-- RECORDS FOR PROCESSING --
───
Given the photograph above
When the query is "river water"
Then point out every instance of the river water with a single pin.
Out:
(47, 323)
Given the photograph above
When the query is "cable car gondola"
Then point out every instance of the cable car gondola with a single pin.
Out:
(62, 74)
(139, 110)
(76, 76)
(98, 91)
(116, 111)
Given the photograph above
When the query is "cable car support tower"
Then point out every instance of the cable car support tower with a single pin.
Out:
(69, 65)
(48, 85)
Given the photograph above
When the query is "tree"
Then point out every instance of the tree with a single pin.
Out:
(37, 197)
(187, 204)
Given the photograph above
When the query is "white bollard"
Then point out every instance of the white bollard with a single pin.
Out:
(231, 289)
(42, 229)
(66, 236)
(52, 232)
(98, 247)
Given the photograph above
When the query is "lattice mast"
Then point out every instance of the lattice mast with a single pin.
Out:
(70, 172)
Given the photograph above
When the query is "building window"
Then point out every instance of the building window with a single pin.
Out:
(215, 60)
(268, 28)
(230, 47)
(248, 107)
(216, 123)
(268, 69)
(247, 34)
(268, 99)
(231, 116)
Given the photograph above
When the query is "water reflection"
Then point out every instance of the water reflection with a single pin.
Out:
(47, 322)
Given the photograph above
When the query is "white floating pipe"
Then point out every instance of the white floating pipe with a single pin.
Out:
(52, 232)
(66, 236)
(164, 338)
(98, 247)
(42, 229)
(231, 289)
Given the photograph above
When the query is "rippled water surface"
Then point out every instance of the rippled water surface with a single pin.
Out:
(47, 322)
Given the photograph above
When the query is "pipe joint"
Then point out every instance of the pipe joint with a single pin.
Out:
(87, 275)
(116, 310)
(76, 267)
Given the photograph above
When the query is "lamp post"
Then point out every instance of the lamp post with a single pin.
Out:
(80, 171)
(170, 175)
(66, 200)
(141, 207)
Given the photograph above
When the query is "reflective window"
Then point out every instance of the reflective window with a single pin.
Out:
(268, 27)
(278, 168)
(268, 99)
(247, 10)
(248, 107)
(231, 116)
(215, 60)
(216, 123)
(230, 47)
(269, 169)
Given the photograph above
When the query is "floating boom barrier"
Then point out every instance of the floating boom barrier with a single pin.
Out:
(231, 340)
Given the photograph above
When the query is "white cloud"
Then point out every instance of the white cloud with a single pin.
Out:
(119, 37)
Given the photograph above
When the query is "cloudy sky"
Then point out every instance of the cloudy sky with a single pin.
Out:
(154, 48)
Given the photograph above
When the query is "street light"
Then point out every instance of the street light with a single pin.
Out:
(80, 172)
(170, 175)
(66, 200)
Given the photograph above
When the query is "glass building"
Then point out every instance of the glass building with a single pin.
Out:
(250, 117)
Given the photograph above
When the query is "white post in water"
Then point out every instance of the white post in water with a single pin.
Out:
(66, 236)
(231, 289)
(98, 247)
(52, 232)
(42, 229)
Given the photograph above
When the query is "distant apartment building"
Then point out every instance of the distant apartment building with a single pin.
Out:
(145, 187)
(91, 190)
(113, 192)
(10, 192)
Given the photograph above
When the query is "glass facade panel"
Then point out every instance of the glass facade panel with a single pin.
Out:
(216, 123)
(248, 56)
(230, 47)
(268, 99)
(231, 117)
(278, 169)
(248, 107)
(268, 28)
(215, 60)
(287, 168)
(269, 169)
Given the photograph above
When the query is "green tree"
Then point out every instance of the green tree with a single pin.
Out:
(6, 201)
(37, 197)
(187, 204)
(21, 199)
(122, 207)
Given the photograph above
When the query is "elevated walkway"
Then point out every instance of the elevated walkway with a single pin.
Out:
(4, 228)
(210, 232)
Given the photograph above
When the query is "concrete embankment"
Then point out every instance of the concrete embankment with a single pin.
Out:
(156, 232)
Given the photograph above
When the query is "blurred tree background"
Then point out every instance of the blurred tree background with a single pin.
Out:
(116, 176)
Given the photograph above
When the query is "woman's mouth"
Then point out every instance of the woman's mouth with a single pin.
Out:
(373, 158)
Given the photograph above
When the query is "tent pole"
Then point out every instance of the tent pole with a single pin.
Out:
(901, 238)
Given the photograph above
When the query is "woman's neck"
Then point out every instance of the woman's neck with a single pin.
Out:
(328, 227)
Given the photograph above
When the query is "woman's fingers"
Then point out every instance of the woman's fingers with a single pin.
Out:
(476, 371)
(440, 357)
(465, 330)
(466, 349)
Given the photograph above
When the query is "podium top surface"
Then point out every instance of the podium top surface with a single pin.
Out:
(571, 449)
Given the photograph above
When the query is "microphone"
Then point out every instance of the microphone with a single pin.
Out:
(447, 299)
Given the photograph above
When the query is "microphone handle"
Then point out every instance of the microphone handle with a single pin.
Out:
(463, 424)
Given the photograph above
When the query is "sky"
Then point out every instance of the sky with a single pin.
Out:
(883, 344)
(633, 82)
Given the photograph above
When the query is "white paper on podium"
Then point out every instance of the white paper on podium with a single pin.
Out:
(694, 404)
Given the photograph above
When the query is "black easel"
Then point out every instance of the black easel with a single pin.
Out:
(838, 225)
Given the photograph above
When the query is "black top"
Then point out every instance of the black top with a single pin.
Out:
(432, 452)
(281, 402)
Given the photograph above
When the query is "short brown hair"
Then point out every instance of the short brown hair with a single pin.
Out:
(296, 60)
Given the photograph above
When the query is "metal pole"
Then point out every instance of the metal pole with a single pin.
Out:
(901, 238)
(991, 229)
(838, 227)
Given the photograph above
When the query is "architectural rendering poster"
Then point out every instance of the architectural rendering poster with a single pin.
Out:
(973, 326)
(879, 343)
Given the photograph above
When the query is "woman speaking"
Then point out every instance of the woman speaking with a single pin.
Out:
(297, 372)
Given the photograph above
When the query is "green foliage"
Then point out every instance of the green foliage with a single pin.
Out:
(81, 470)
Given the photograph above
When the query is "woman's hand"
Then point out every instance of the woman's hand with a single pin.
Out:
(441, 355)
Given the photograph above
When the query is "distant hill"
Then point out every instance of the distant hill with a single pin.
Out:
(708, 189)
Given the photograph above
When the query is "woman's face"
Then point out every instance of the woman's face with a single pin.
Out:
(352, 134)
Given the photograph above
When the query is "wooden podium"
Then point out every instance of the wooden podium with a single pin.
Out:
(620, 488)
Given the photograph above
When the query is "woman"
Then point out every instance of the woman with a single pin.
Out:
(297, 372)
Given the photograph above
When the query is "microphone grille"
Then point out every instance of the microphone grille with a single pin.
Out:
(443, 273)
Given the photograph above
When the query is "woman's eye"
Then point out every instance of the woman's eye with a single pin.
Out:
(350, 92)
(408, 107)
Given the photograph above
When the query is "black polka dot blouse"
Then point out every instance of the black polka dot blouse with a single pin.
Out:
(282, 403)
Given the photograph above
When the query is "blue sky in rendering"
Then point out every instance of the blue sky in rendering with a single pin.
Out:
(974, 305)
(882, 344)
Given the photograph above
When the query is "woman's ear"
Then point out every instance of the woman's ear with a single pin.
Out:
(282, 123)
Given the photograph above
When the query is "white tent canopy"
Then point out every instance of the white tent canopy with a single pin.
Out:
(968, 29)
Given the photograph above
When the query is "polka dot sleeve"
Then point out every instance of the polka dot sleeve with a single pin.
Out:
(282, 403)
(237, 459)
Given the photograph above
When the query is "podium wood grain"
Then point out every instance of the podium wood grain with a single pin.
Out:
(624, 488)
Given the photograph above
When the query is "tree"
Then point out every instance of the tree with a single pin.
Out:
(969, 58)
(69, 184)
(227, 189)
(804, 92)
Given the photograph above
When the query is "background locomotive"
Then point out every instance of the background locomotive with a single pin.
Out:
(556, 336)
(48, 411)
───
-- CHALLENGE --
Reproduce the data, keeping every line exactly the same.

-- ANSWER IN FULL --
Given the photograph above
When the query is "river water"
Then point out every instance of the river water with a single pin.
Out:
(47, 323)
Given the photograph above
When the query is "cable car gondola"
Then point out every instance of the cable car gondola with a single pin.
Out:
(62, 74)
(139, 110)
(76, 76)
(98, 91)
(116, 111)
Given the photograph above
When the query is "cable car support tower"
Then point out every instance of the cable car support tower with a single pin.
Out:
(69, 65)
(48, 85)
Given the photograph above
When the query is "tree"
Then point out every instance of the tree with a single pin.
Out:
(37, 197)
(187, 204)
Given the photograph above
When the query is "white bollard"
Then point out every instance of the white bollard with a single pin.
Out:
(231, 289)
(42, 229)
(66, 236)
(52, 232)
(98, 247)
Given the photograph above
When the query is "lattice mast"
Then point out every instance of the lattice mast with a single pin.
Out:
(70, 172)
Given the photograph above
When the query is "building window"
Then point out every instance of the building window with a single pin.
Out:
(215, 60)
(268, 28)
(230, 47)
(248, 107)
(216, 123)
(268, 69)
(247, 34)
(268, 99)
(231, 116)
Given the photograph above
When the query is "water reflection"
Then point out every instance of the water reflection with a single pin.
Out:
(47, 322)
Given the photograph above
When the query is "white floating pipe"
Then point out every instance of the white floating pipe with a single pin.
Out:
(52, 232)
(66, 236)
(164, 338)
(98, 247)
(42, 229)
(231, 289)
Given the photograph above
When the query is "rippled water surface"
Then point out every instance of the rippled water surface with a single pin.
Out:
(47, 322)
Given the photograph above
When the query is "pipe joint"
Then point out every instance of the pipe joint with a single pin.
Out:
(87, 275)
(116, 310)
(76, 267)
Given the photograph above
When the query is "lamp post"
Then point out every instance of the lamp post with a single pin.
Out:
(80, 171)
(170, 175)
(66, 200)
(141, 207)
Given the photograph above
When the query is "reflective window"
Then point out every instance of the reflective window with a single pin.
Out:
(268, 27)
(278, 168)
(268, 99)
(247, 10)
(248, 107)
(231, 116)
(215, 60)
(216, 123)
(230, 47)
(269, 169)
Given the photograph above
When the query is "floating boom barrier"
Then point out every instance of the floating boom barrier with a single pin.
Out:
(231, 340)
Given the photograph above
When the query is "white cloud"
Then point out every instance of the white cloud with a single pin.
Out:
(119, 37)
Given the photograph above
When the query is "cloudy sky"
Then point out every instance of the cloudy sky with a single pin.
Out:
(154, 48)
Given the photograph above
When the query is "street light"
Then point out every instance of the street light with a single pin.
Out:
(80, 172)
(170, 175)
(66, 200)
Given the photograph above
When the query is "glass building"
Then point out every instance of the glass building with a single pin.
Out:
(250, 117)
Given the photograph above
When the query is "white post in water"
Then point out every instance of the white post in water with a single pin.
Out:
(66, 236)
(231, 289)
(98, 247)
(52, 232)
(42, 229)
Given the photograph above
When the query is "distant apartment building"
Then point out every instance of the distant apartment building with a single pin.
Out:
(145, 187)
(91, 190)
(113, 192)
(10, 192)
Given the photograph above
When the query is "glass facade panel"
Then point out every instance of the glass facade panel with a single pin.
Out:
(216, 123)
(248, 56)
(230, 47)
(268, 99)
(231, 117)
(278, 169)
(248, 107)
(268, 28)
(215, 60)
(287, 168)
(269, 169)
Given the photograph above
When the query is "green tree"
Then point out every instance of the green tree with a single pin.
Out:
(6, 201)
(37, 197)
(187, 204)
(21, 199)
(122, 207)
Given the photograph above
When the query is "elevated walkway"
Then point out every instance of the elevated walkway with a single pin.
Out:
(4, 228)
(210, 232)
Given the photograph above
When the query is "concrete embankment"
Then point out every instance of the concrete embankment with a single pin.
Out:
(156, 232)
Given the photograph above
When the query is "blurred tree background"
Then point out every instance of the blurred tree background with a single pin.
Out:
(116, 176)
Given the photograph above
When the query is "woman's mouth"
Then point out every instance of the woman's mouth with a single pin.
Out:
(373, 158)
Given the photograph above
When the query is "tent pole"
Then point out every instance of the tent pole with a single pin.
Out:
(901, 238)
Given the photograph above
When the query is "woman's neck"
Then point out every instance of the woman's neck with a single pin.
Out:
(328, 227)
Given the photograph above
When the query is "woman's fingers"
Then point out every instance of the woman's fingers with a single pin.
Out:
(476, 371)
(440, 357)
(465, 330)
(466, 349)
Given the photograph above
When the query is "podium top surface"
Then point out every instance of the podium top surface with a single pin.
Out:
(571, 449)
Given the photograph above
When the query is "microphone"
Then point out every instance of the microphone with a single pin.
Out:
(447, 299)
Given the photograph above
When the query is "microphone handle"
Then point out every instance of the microphone handle with a single pin.
Out:
(463, 424)
Given the photograph above
When the query is "sky"
Then point out every instance of the sky with a single pin.
Out:
(883, 344)
(633, 82)
Given the photograph above
When the query is "white paper on podium"
Then point out every instance of the white paper on podium with a single pin.
Out:
(694, 404)
Given the photograph above
When the query is "black easel"
Then point out every instance of the black easel with a single pin.
Out:
(838, 225)
Given the photograph above
When the query is "black top"
Then point out every instance of the black top with a single pin.
Out:
(432, 452)
(281, 402)
Given the photograph above
When the query is "short brown hair"
Then point out every instance of the short brown hair with a single pin.
Out:
(296, 60)
Given the photograph above
When the query is "metal pole"
Then point out every instance of the metal pole with a single pin.
Out:
(901, 238)
(991, 229)
(838, 227)
Given the photograph above
When the query is "architectural rendering poster"
Then point out every instance of the architectural rendering poster with a single pin.
Out:
(973, 326)
(879, 343)
Given the photograph above
When the query is "woman speaking"
Then point out every instance of the woman speaking with a single pin.
Out:
(297, 372)
Given the photograph above
When the query is "green foliage"
Then point out every instance of the green foliage with a single pin.
Out:
(81, 470)
Given the photograph above
When the query is "woman's hand"
Then point out every instance of the woman's hand with a single pin.
Out:
(441, 355)
Given the photograph above
When the query is "distant hill"
Then point out every instance of the distant hill with a single pin.
Out:
(708, 189)
Given the photograph above
When the query is "woman's face"
Then point out every instance of the woman's face with a single pin.
Out:
(352, 134)
Given the photograph above
When the query is "wooden podium"
Then point out every instance of the wooden podium with a single pin.
Out:
(620, 488)
Given the photograph above
When the query is "woman"
Then point out every instance of the woman with a single pin.
Out:
(297, 372)
Given the photograph above
When the query is "microphone grille"
Then point out every instance of the microphone grille with a single pin.
Out:
(443, 273)
Given the photograph above
When the query is "woman's eye"
Then point out every instance of the woman's eye with a single pin.
Out:
(350, 92)
(408, 107)
Given the photograph above
When the query is "black polka dot blouse"
Then point out every instance of the black polka dot blouse with a single pin.
Out:
(282, 403)
Given the photograph above
When the query is "blue sky in rendering"
Then point out every instance of the blue sky in rendering with a single pin.
Out:
(974, 305)
(882, 344)
Given the photograph above
When the query is "woman's ear"
Then point out every instance of the woman's ear with a single pin.
Out:
(282, 123)
Given the photograph above
When the query is "white tent canopy"
Then point out every instance of the white tent canopy with a single pin.
Out:
(968, 29)
Given the photograph above
When the query is "polka dot sleeve"
Then point out every instance of the polka dot sleeve with a single pin.
Out:
(282, 403)
(237, 459)
Given the photograph above
When the query is "podium wood grain"
Then point out every instance of the podium wood grain with a single pin.
Out:
(624, 488)
Given the photograph above
When the query is "tree"
Then point out every instance of the tree with a single pin.
Out:
(969, 58)
(69, 184)
(227, 189)
(804, 92)
Given the photograph above
When the query is "background locomotive"
Then point out every instance of the background locomotive with a single pin.
Out:
(556, 336)
(48, 411)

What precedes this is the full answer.